(Photo object pointing records)

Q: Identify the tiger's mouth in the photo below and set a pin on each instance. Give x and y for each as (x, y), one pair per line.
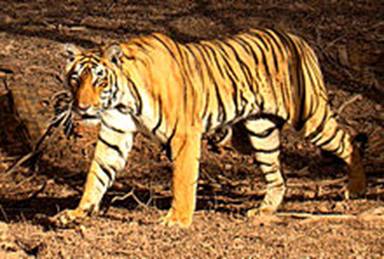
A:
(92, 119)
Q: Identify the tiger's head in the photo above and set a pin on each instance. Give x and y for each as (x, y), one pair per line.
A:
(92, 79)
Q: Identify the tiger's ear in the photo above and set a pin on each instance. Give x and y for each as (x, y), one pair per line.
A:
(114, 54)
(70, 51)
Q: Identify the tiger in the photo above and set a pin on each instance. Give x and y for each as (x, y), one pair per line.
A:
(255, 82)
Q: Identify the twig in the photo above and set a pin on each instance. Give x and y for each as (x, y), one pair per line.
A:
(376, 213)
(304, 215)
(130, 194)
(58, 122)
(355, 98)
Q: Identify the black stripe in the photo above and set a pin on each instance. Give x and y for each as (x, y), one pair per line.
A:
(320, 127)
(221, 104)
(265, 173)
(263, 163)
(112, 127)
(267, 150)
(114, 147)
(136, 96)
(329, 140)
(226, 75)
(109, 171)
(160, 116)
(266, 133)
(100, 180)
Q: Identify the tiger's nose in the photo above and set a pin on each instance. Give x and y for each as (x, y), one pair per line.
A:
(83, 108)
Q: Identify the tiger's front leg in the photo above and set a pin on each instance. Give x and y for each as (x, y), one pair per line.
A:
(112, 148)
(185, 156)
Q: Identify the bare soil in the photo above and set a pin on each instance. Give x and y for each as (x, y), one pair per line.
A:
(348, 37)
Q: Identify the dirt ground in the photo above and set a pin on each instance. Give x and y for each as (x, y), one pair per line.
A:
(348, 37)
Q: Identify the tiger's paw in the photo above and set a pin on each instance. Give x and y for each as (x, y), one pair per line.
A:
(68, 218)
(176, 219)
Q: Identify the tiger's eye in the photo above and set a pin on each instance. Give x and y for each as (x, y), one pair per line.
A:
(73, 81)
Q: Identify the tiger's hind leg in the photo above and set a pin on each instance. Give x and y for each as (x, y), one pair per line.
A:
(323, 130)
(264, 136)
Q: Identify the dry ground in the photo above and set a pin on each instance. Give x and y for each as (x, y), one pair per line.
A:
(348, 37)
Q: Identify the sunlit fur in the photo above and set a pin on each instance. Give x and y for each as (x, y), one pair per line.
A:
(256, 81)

Aim of the task:
Copy everything in the records above except the pictures, exactly as written.

The solution:
Q: Identify the tiger's mouth in the photo below and set a pin on each instance. Give x and y for each as (x, y), one pair per line.
A:
(92, 119)
Q: Identify the tiger's head in the photo above and set a pin on each instance. Give x and y for each as (x, y), one pair per line.
A:
(92, 79)
Q: Identify the tiger's ear in the photo above and set a pin on each instance. Give x and y for each as (x, y), one pair per line.
A:
(114, 54)
(70, 51)
Q: Identify the tiger in the photo above and set a pin on each instance. Give x and y for each as (x, y), one pair per line.
A:
(255, 82)
Q: Identify the twig in the photo above and set a pin on each instance. Give x and y for each as (x, y), one pair per line.
A:
(376, 213)
(304, 215)
(130, 194)
(58, 122)
(355, 98)
Q: Identify the black stripe in the photo above and set a pin on each instance. Give x and y for each as (x, y), one pair per line.
A:
(320, 127)
(221, 104)
(265, 173)
(263, 163)
(112, 127)
(267, 150)
(114, 147)
(136, 96)
(329, 140)
(226, 75)
(109, 171)
(160, 116)
(266, 133)
(100, 180)
Q: Identify the tiger's nose in the photo above and set a pin on each instance. Give x and y for each as (x, y), one pair per line.
A:
(83, 108)
Q: Identify the tiger's front leg in the photo above and set a pin on each instance. Give x and y for each as (x, y), one pair per line.
A:
(112, 148)
(185, 156)
Q: Identify the bare soil in the photo above and set a pin on each instance. Give x and y for each as (x, y), one pair per line.
A:
(348, 37)
Q: Identify the dirt ground in the photo above and set a pin on each instance. Give x and y for each as (x, y), one pair per line.
A:
(348, 37)
Q: Identify the tiger's paw in the photo above and set a pin on each instance. Give x and y for each as (x, y), one pair per line.
A:
(68, 218)
(176, 219)
Q: Identify the tiger's eye in the photo above and set a pin on each instance. Give x and y for each as (x, y), one pair per line.
A:
(73, 81)
Q: Identify the tiger's hind leg in the photo above and set a pin on each instance. Give x and y for each as (x, y), one pair per line.
A:
(323, 130)
(264, 136)
Q: Identify the dry ground in the photo above and set a pin on each instance. Give x and y for each as (x, y), one pair per line.
A:
(348, 37)
Q: Identify the sunlit fur in the photo above and set a pin on each instance. Give x and y for each as (x, y), one pair per line.
A:
(256, 81)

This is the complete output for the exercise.